==== Working data ====

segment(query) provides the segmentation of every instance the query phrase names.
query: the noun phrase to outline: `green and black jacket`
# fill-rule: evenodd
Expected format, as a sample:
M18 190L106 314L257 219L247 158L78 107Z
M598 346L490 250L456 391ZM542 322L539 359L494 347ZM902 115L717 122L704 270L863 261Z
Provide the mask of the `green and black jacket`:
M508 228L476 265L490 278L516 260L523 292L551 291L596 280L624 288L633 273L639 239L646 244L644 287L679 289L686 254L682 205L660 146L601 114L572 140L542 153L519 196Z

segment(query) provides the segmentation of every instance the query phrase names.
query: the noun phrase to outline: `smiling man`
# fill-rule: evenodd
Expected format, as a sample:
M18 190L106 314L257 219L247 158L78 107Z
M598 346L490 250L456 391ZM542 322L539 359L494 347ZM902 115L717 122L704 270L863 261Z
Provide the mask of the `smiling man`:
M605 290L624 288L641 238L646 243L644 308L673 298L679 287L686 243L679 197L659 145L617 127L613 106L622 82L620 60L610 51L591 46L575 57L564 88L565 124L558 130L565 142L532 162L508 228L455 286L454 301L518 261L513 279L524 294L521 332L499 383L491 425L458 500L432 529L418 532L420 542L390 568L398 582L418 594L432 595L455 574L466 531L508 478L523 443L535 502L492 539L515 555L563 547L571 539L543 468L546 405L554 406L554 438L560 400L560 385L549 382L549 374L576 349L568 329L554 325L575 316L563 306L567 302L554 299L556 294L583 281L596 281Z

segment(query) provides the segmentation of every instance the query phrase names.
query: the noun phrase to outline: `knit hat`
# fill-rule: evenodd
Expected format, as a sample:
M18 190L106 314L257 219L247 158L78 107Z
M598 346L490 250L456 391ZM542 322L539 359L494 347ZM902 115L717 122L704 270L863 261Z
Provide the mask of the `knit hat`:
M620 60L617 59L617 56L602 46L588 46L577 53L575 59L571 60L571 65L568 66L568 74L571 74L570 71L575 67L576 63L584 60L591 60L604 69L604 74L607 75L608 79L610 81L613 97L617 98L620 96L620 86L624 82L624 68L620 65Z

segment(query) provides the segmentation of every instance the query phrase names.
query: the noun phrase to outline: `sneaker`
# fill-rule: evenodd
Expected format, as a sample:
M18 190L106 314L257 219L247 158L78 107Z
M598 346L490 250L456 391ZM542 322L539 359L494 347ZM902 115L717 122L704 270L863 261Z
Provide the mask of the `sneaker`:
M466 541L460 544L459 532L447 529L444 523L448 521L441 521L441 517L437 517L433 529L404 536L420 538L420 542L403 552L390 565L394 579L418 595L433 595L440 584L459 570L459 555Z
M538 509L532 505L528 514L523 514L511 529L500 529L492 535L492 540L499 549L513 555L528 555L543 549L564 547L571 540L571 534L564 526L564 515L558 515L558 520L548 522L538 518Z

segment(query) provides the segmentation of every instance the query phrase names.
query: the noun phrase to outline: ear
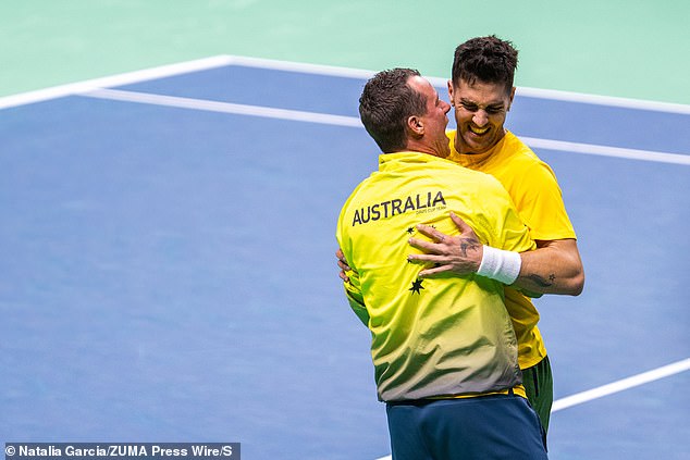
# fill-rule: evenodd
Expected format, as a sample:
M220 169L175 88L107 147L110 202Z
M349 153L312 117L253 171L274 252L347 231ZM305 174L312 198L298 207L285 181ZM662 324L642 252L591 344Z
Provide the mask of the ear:
M515 98L515 86L510 89L510 101L508 102L508 112L510 111L510 105L513 105L513 99Z

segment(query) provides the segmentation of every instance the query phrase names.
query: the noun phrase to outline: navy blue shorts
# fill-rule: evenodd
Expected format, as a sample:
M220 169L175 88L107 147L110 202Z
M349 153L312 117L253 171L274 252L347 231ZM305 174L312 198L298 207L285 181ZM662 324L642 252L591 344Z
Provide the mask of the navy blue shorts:
M539 417L514 395L386 405L393 460L547 459Z

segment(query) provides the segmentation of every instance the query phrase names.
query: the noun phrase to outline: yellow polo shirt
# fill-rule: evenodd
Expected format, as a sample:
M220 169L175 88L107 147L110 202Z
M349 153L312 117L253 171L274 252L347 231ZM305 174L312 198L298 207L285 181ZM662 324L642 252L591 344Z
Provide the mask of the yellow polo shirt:
M455 149L457 132L446 134L451 139L448 160L497 178L529 227L532 239L577 238L554 172L513 133L507 132L496 146L479 154L458 153ZM510 287L505 288L505 302L518 338L520 369L531 368L546 356L537 326L539 312L529 298Z

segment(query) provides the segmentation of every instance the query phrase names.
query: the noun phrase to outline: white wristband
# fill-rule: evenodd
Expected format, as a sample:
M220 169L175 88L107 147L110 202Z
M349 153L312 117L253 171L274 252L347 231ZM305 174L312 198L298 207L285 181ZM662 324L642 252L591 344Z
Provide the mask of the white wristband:
M522 265L520 254L492 248L491 246L484 246L483 248L484 252L477 274L507 285L515 283Z

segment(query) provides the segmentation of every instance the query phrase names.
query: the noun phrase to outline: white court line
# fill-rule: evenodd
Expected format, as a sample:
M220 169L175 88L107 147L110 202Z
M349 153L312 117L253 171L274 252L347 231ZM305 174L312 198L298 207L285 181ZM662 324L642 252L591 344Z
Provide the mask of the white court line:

====

Reproduce all of the records with every occurrence of "noun phrase" replaced by "descriptive term" and everything else left unchanged. Omit the pictures from your answer.

segment(query) provides the segmentation of every instance the query phrase names.
query: the descriptive term to outline: `green and black jacket`
# fill-rule: evenodd
Expected format, as a sample:
M18 190L106 314L257 219L247 158L78 107Z
M598 346L490 250L456 391ZM542 322L539 359L494 347ZM902 115L717 122L704 270L863 261Z
Provide the mask of the `green and black jacket`:
M508 228L476 265L490 278L516 260L523 292L551 291L596 280L624 288L633 273L639 239L646 244L644 287L679 289L686 254L682 205L660 146L601 114L572 140L542 153L519 196Z

segment(query) provides the segmentation of every instance the query phrase names.
query: the descriptive term to outline: `smiling man`
# fill-rule: evenodd
Expected format, as a sample:
M18 190L106 314L257 219L247 158L78 107Z
M598 346L490 250L456 391ZM542 322L539 359L494 347ZM902 115L717 122L704 270L863 261Z
Provide the mask of the `smiling man`:
M605 290L624 288L641 238L646 243L644 308L673 298L679 287L686 243L679 197L659 145L617 127L613 106L622 82L620 60L610 51L591 46L575 57L564 88L565 124L558 130L565 142L532 162L508 228L455 286L454 301L518 261L513 279L524 294L521 332L499 383L491 425L458 500L432 529L418 532L420 542L390 568L398 582L418 594L432 595L455 574L466 531L508 478L523 443L535 502L492 539L515 555L563 547L571 539L543 468L546 405L554 406L554 438L560 400L560 385L549 382L549 374L576 349L568 329L554 325L575 316L563 306L567 302L554 299L556 294L583 281L596 281Z

segment(query) provides the segmentation of every instance the query phrase names.
query: the descriptive term to outline: `knit hat`
# fill-rule: evenodd
Expected format, as a sample:
M18 190L106 314L257 219L247 158L78 107Z
M598 346L490 250L456 391ZM542 322L539 359L494 347ZM902 115L717 122L704 270L863 261Z
Provide the mask of the `knit hat`:
M620 60L617 59L617 56L602 46L588 46L577 53L575 59L571 60L571 65L568 66L568 74L571 74L570 71L575 67L576 63L584 60L591 60L604 69L604 74L607 75L608 79L610 81L613 97L617 98L620 96L620 86L624 82L624 68L620 65Z

segment(query) provides the segmentation of every instance the query phrase names.
query: the descriptive term to outline: `sneaker`
# fill-rule: evenodd
Expected format, as a sample:
M18 190L106 314L257 219L247 158L78 107Z
M598 346L490 250L456 391ZM542 322L539 359L494 347ZM902 115L717 122L704 270L863 261Z
Provide the mask of the `sneaker`:
M466 541L460 544L459 532L447 529L444 523L448 521L441 521L441 517L437 517L433 529L404 536L420 538L420 542L403 552L390 565L394 579L418 595L433 595L440 584L459 570L459 555Z
M538 509L532 505L528 514L523 514L511 529L500 529L492 535L492 540L499 549L513 555L528 555L543 549L564 547L571 540L571 534L564 526L564 515L558 515L558 520L548 522L538 518Z

segment(query) provides the segmentation of every instance the query phrase names.
query: the descriptive term to outline: ear
# fill-rule: evenodd
Expected format, as a sample:
M220 169L175 88L107 147L110 202Z
M349 153L312 117L253 171L274 252L347 231ZM305 174L312 198L298 207L285 181ZM662 324L642 252L591 344Z
Provide the mask of the ear:
M515 98L515 86L510 89L510 101L508 102L508 112L510 111L510 105L513 105L513 99Z

segment(query) provides the segmentation of every instance the query phrase names.
query: the descriptive term to outline: navy blue shorts
# fill-rule: evenodd
Expected format, as a sample:
M220 169L175 88L107 147L110 202Z
M349 153L312 117L253 171L274 252L347 231ZM305 174L312 198L298 207L285 181ZM662 324L642 252L591 344Z
Provide the mask of the navy blue shorts:
M539 417L514 395L386 405L393 460L547 459Z

segment(query) provides the segmentation of every instance the query phrase names.
query: the descriptive term to outline: yellow polo shirt
# fill-rule: evenodd
Expected format, as a sample:
M220 169L175 88L107 147L110 202Z
M349 153L312 117L253 171L274 252L347 231ZM305 174L312 198L298 207L285 181ZM662 324L642 252L591 344Z
Provide the mask of the yellow polo shirt:
M455 149L457 132L446 134L451 139L448 160L497 178L529 227L532 239L577 238L554 172L513 133L507 132L496 146L479 154L458 153ZM510 287L505 288L505 302L518 338L520 369L531 368L546 356L537 326L539 312L529 298Z

segment(query) provides the segmentation of every instance the query phrase names.
query: the descriptive term to outline: white wristband
# fill-rule: evenodd
Expected format, as a sample:
M220 169L175 88L107 147L110 202Z
M349 153L312 117L253 171L274 252L347 231ZM305 174L312 198L298 207L285 181ZM662 324L642 252L591 344Z
Provide the mask of the white wristband:
M522 265L520 254L492 248L491 246L484 246L483 248L484 252L477 274L507 285L515 283Z

segment(query) provides the segmentation of every instance the query phrase names.
query: the descriptive term to outline: white court line
# fill-rule: evenodd
Expected format, as a sample:
M220 169L175 88L107 147L110 202Z
M349 153L312 117L253 171L274 252L347 231ZM305 174L312 198L298 207L285 181ZM662 324L642 252L591 344Z
Provide the mask of the white court line:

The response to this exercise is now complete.